▶ _Aim_
Find the line that contains "look for grass" and print it and every line after it, exactly, please.

▶ _Given data_

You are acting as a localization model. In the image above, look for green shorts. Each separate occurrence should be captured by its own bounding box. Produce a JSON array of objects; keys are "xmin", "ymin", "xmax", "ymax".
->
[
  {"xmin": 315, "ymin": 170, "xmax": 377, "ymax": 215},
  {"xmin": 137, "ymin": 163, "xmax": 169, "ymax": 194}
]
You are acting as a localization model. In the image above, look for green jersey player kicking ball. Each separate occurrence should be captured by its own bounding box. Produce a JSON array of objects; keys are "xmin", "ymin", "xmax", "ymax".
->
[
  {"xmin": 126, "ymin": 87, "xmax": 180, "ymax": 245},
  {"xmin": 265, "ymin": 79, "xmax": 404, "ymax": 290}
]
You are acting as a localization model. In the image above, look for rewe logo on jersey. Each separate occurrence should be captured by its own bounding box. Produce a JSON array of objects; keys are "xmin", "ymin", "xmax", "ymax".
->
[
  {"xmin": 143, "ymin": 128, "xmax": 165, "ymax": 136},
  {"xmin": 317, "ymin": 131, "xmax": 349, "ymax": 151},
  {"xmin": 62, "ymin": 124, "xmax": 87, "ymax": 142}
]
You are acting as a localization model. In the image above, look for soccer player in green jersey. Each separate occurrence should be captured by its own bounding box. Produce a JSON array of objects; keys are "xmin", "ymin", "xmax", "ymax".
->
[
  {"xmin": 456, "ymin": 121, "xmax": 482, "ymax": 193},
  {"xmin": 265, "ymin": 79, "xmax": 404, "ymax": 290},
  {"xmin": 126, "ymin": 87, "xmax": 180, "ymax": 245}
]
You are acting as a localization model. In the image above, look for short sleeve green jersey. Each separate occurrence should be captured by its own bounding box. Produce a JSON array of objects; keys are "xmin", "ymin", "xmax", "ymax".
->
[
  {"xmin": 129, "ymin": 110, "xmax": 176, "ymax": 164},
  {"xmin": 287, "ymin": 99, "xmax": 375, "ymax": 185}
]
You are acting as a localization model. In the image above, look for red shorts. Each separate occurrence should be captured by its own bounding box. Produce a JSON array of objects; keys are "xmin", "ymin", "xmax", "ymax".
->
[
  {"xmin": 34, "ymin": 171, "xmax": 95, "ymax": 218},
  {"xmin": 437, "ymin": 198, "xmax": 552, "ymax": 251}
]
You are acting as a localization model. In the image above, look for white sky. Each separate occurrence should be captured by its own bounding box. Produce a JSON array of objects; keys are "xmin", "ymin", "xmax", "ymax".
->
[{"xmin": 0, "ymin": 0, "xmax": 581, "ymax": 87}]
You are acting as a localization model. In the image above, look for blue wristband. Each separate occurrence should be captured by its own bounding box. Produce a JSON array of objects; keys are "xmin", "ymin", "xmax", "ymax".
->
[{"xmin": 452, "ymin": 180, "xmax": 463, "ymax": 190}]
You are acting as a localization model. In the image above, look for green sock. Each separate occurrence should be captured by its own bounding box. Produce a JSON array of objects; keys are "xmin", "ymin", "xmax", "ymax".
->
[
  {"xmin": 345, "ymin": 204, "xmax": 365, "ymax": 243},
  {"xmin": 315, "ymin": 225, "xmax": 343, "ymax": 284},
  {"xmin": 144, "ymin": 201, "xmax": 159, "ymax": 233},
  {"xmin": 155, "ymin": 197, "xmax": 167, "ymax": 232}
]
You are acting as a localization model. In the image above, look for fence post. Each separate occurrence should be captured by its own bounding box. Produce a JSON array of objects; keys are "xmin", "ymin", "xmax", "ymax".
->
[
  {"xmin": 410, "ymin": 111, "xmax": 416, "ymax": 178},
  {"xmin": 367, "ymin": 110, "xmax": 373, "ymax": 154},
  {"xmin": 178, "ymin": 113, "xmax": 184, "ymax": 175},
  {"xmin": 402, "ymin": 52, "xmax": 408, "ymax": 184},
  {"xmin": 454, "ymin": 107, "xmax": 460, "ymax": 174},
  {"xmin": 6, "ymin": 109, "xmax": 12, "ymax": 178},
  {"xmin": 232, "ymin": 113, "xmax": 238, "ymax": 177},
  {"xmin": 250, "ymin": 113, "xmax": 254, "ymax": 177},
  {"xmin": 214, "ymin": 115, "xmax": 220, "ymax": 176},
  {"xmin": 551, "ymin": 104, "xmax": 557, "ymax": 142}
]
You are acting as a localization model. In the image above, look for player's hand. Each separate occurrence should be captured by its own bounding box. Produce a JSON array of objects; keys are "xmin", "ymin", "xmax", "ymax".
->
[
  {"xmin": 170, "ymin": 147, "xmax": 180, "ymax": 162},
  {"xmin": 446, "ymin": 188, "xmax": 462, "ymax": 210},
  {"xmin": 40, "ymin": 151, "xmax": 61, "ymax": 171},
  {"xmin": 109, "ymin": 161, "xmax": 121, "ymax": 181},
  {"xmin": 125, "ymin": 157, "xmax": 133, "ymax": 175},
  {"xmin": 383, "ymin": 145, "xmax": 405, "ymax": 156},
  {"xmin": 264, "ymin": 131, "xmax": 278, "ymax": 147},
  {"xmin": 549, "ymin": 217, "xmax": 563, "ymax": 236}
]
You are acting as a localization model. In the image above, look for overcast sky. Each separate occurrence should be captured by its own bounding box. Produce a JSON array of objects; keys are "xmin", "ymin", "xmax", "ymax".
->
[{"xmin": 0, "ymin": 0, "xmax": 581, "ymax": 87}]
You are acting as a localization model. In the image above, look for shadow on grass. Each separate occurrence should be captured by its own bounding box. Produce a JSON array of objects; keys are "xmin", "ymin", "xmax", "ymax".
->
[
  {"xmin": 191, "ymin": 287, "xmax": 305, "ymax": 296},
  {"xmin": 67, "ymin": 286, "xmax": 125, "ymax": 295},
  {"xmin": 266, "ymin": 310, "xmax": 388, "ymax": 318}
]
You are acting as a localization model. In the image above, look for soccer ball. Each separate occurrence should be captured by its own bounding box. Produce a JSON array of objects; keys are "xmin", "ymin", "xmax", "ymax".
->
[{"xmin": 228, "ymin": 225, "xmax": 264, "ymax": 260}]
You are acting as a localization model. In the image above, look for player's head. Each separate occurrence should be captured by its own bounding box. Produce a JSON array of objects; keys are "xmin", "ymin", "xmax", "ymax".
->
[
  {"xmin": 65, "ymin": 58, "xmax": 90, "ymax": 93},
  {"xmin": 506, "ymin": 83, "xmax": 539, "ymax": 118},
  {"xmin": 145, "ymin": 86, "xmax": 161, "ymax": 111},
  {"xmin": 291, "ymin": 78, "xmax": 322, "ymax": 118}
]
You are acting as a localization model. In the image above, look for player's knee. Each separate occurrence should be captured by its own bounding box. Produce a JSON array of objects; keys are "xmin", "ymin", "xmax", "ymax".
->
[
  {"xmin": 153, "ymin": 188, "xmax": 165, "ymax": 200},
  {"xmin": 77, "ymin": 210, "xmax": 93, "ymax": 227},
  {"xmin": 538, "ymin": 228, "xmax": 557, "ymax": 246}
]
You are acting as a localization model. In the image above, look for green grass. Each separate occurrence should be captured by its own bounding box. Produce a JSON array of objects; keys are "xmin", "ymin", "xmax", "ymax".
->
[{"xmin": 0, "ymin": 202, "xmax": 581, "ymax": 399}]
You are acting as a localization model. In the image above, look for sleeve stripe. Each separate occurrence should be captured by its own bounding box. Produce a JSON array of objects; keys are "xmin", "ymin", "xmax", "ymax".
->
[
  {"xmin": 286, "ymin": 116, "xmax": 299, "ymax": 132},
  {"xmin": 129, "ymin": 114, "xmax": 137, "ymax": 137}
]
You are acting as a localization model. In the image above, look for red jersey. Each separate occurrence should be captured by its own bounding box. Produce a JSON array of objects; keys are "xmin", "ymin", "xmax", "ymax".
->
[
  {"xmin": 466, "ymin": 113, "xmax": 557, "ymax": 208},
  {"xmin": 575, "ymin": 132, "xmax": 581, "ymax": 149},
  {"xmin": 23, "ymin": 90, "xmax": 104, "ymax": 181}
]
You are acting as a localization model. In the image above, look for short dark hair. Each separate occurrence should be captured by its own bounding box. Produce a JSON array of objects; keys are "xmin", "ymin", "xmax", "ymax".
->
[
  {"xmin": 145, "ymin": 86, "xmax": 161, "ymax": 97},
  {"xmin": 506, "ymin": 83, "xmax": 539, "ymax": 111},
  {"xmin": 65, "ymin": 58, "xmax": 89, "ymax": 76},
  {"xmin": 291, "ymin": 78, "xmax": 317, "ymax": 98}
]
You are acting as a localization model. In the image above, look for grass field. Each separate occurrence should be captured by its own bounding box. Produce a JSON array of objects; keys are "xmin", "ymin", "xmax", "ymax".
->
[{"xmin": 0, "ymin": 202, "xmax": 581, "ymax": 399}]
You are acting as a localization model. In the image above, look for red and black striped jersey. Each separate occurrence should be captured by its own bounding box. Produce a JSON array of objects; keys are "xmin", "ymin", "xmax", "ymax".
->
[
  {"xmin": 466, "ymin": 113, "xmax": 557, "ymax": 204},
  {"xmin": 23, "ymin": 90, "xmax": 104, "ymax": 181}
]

▶ _Full response_
You are acting as a localization model. In the image above, look for grass field. Each separate occurrence should be captured by its own bounding box. Produce a JSON array of objects; keys are "xmin", "ymin", "xmax", "ymax".
->
[{"xmin": 0, "ymin": 202, "xmax": 581, "ymax": 399}]
You are acting as a localization model. In the image above, look for red and black striped jersey. Each separate occurrence should be captured by its own bounding box. Produce a JSON array of objects; keys are "xmin", "ymin", "xmax", "ymax".
->
[
  {"xmin": 466, "ymin": 113, "xmax": 557, "ymax": 204},
  {"xmin": 23, "ymin": 90, "xmax": 104, "ymax": 181}
]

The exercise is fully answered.